Rewrite the items from the line with "Task: locate every instance of the stone church" through the line with "<point>115,98</point>", replacing "arched window" with "round-topped window" and leaving everything else unchanged. Give back only those lines.

** DATA ROWS **
..............................
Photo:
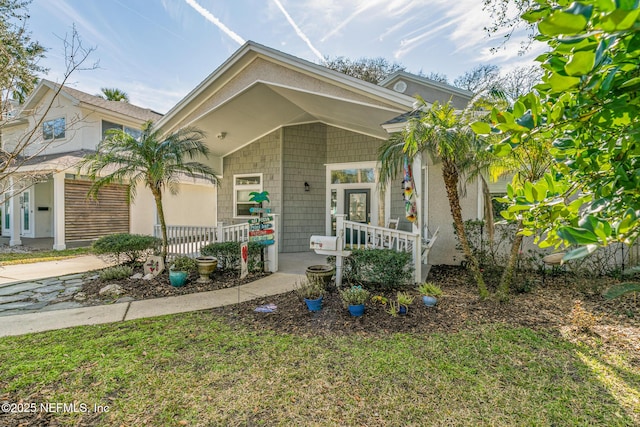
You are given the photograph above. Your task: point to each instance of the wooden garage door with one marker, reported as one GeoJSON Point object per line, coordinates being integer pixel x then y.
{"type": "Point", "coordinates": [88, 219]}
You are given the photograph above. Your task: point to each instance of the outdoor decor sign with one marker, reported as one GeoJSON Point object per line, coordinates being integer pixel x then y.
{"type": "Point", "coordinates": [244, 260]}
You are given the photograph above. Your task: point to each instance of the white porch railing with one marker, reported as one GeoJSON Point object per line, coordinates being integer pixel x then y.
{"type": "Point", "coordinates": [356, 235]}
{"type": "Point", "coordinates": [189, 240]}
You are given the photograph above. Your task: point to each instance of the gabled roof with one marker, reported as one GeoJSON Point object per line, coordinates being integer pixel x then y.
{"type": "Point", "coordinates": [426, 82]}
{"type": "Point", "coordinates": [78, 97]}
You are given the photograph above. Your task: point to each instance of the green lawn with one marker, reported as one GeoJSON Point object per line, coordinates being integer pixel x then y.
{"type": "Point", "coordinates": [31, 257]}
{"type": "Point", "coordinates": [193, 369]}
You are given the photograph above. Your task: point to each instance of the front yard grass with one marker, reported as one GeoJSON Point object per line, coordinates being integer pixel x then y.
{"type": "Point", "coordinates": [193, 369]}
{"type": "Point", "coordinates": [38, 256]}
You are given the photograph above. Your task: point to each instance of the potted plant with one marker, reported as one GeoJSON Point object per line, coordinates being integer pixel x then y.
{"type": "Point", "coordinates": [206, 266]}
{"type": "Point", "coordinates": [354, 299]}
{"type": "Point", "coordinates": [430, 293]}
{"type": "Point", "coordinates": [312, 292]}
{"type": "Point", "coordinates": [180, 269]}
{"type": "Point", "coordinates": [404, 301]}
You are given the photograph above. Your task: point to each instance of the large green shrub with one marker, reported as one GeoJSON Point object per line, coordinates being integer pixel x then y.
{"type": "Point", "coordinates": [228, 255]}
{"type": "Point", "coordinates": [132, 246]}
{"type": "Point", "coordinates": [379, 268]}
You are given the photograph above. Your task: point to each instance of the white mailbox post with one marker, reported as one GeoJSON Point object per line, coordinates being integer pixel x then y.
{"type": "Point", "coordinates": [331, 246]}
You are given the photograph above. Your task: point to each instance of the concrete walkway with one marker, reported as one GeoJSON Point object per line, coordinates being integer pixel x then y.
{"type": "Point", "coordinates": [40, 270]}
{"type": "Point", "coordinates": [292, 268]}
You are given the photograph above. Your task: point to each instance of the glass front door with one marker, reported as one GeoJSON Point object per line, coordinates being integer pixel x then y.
..............................
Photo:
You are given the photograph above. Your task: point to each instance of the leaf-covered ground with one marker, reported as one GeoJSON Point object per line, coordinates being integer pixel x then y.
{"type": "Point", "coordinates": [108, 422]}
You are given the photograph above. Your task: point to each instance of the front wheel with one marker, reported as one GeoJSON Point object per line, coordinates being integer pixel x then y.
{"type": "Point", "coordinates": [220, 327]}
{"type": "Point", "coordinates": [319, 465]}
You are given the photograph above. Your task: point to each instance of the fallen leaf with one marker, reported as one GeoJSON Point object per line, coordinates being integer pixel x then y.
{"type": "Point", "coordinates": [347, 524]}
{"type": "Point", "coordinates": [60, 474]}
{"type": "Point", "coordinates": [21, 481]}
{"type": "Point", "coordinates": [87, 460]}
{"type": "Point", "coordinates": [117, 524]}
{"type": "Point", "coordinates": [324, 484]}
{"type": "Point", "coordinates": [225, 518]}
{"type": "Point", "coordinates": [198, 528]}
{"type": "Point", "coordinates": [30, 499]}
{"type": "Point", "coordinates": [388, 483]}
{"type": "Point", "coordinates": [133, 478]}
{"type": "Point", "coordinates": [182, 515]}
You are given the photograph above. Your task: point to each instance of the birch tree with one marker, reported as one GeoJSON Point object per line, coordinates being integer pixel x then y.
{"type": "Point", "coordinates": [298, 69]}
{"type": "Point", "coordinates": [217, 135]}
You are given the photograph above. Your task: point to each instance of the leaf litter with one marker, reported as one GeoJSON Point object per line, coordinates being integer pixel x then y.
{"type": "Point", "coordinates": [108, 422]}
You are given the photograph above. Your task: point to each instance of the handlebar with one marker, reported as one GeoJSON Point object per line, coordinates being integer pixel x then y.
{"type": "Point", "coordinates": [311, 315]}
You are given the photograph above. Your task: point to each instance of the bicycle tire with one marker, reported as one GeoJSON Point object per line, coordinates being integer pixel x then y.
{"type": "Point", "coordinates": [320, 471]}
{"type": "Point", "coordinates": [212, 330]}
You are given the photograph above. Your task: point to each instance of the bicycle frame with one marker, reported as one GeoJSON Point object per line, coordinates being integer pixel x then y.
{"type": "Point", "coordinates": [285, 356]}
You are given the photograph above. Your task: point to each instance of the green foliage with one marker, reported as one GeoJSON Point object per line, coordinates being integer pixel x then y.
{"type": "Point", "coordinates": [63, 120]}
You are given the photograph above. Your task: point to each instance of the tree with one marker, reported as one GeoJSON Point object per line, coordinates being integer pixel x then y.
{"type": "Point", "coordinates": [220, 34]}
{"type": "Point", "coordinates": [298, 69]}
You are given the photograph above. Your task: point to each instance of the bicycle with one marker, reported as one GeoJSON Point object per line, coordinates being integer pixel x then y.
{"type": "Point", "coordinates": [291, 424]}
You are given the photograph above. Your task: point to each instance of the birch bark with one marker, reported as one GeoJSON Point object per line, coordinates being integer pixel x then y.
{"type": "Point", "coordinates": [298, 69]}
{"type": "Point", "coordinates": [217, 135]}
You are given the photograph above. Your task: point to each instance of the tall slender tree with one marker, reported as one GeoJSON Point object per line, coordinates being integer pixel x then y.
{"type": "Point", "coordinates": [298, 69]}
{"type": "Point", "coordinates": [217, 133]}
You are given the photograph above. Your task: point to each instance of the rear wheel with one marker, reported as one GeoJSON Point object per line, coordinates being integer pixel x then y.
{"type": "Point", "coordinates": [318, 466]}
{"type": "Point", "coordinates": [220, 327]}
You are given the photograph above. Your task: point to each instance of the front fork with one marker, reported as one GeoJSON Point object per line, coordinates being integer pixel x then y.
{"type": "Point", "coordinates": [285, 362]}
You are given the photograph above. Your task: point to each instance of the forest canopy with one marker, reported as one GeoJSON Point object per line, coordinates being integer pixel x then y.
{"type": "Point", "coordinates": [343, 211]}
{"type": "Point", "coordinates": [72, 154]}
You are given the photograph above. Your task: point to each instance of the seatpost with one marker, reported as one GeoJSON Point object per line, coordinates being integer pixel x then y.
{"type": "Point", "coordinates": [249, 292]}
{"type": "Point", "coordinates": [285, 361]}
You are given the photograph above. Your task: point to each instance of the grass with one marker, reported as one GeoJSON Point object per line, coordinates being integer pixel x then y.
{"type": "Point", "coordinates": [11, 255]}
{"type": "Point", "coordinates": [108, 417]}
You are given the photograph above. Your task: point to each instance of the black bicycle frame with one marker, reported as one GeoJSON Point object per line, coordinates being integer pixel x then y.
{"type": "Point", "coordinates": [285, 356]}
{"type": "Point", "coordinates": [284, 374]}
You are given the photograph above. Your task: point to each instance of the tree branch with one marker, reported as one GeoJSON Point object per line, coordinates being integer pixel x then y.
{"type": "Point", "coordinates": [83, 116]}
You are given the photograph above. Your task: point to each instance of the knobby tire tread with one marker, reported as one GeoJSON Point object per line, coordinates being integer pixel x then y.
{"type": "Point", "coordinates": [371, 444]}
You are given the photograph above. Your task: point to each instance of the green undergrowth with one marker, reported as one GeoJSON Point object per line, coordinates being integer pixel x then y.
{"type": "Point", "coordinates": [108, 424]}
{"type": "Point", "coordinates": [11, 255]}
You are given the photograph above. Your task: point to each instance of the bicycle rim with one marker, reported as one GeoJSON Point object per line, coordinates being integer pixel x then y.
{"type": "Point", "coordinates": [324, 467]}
..............................
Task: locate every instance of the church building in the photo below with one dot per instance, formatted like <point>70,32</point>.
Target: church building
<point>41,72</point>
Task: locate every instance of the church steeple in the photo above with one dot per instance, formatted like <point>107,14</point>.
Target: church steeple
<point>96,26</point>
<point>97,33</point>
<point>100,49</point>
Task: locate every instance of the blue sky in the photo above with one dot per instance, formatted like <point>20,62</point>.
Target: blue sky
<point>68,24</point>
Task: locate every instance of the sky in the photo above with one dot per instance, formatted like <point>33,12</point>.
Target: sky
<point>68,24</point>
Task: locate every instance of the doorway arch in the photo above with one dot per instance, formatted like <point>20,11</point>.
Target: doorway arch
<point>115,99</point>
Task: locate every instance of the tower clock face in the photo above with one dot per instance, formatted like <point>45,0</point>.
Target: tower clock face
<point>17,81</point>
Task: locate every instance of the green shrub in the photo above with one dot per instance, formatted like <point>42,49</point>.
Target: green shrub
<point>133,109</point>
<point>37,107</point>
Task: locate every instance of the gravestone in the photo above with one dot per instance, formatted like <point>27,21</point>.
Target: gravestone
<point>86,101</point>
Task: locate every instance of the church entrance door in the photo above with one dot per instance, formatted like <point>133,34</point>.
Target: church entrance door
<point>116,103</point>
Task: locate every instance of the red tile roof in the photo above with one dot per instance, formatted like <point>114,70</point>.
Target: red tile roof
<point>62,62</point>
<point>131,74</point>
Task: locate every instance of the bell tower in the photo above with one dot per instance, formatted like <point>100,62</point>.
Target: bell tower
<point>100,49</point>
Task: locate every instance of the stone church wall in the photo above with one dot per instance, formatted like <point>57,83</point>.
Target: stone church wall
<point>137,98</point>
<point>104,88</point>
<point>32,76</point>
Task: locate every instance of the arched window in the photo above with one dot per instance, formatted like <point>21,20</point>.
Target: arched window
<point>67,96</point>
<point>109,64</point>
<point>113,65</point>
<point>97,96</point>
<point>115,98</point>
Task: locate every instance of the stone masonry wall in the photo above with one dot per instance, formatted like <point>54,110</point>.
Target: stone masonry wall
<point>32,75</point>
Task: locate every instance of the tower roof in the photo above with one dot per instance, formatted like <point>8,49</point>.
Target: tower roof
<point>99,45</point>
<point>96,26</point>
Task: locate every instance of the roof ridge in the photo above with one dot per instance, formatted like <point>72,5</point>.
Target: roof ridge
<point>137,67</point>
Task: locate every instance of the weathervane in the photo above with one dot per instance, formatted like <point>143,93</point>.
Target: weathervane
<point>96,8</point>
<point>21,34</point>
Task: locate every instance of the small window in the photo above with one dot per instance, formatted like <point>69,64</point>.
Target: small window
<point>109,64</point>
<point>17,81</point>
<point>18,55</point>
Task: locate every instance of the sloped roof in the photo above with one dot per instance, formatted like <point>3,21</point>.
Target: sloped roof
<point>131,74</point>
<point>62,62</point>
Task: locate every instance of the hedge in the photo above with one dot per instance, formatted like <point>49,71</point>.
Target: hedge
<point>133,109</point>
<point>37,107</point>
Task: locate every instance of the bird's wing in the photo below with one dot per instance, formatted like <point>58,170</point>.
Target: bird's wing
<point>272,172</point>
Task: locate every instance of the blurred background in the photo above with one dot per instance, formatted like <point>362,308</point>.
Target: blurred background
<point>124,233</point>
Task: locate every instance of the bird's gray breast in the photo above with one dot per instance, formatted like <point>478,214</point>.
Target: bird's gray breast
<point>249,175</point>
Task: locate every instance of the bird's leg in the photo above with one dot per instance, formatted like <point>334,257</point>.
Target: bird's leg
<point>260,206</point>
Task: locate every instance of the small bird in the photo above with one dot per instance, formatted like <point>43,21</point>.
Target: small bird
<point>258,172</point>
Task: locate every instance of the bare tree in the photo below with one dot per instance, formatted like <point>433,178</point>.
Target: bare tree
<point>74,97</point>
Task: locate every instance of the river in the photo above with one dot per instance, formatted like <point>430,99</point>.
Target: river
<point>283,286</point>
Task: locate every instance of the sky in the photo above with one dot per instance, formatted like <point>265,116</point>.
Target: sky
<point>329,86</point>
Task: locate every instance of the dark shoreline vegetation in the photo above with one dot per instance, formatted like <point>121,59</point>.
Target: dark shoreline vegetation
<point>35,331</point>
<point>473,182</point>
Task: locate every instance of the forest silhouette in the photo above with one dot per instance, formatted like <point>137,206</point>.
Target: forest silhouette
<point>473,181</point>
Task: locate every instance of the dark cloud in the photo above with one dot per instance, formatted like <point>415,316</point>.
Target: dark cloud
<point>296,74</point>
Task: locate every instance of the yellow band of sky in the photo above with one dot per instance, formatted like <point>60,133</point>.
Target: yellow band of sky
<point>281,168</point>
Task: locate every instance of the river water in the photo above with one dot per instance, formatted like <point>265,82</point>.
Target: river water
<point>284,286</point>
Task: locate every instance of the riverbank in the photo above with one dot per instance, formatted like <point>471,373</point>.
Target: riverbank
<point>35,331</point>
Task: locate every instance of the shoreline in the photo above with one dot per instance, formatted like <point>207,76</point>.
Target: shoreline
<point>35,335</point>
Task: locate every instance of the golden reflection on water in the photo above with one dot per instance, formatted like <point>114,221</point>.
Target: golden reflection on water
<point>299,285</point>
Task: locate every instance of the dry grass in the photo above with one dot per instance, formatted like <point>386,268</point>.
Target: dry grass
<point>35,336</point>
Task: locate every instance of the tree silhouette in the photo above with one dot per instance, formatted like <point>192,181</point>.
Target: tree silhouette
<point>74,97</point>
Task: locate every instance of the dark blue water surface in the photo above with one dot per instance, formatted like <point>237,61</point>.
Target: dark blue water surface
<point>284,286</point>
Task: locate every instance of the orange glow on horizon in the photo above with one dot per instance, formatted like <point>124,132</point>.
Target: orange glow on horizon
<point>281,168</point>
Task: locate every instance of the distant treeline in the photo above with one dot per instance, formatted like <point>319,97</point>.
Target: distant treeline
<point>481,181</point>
..............................
** SOLUTION TO THIS PROBLEM **
Task: locate every instance of the stone church wall in the photo above with one dot per instance, formatted like <point>57,83</point>.
Target: stone church wall
<point>137,98</point>
<point>104,88</point>
<point>32,76</point>
Task: locate every instance of the round-topped window in the photo above with one dot per instance, formatted like <point>21,20</point>.
Target: round-topped window
<point>67,96</point>
<point>109,64</point>
<point>113,65</point>
<point>97,96</point>
<point>115,98</point>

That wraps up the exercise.